- _Your objective_
Give back the entries below verbatim.

- _Supplied material_
::::::
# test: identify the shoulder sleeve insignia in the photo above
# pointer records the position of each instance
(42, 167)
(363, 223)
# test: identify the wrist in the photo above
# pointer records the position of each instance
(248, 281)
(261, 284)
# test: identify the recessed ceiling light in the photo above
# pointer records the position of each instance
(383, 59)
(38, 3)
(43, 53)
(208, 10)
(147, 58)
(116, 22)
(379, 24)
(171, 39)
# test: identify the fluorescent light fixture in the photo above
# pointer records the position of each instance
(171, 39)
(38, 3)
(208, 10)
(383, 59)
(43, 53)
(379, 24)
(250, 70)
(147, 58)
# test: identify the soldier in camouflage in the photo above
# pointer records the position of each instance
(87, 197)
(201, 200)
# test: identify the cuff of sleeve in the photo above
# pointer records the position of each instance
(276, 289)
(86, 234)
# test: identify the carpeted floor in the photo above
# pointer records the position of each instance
::::::
- _Response to this task_
# test: identify the shoulder sleeve insignia in the photo above
# pointer records the position of each instance
(42, 167)
(363, 223)
# test: identify the wrist in the photo above
# pointer records the position of each instance
(248, 281)
(261, 284)
# test: identify the recessed ceiling light in the photo above
# pointer records the position of each instance
(383, 59)
(38, 3)
(43, 53)
(208, 10)
(147, 58)
(116, 22)
(379, 24)
(171, 39)
# test: identify the fluorescent light fixture in the photo above
# pointer records the position of each instance
(171, 39)
(38, 3)
(208, 10)
(383, 59)
(43, 53)
(379, 24)
(250, 70)
(147, 58)
# test: identify the soldier in camouflage in the photo above
# pointer records the position of each instance
(87, 197)
(201, 200)
# test: identify the cuff of sleeve in the photo above
# pointer records the position of each instance
(276, 289)
(86, 234)
# test: identify the carpeted floor in the photo above
# pointer records the position of each instance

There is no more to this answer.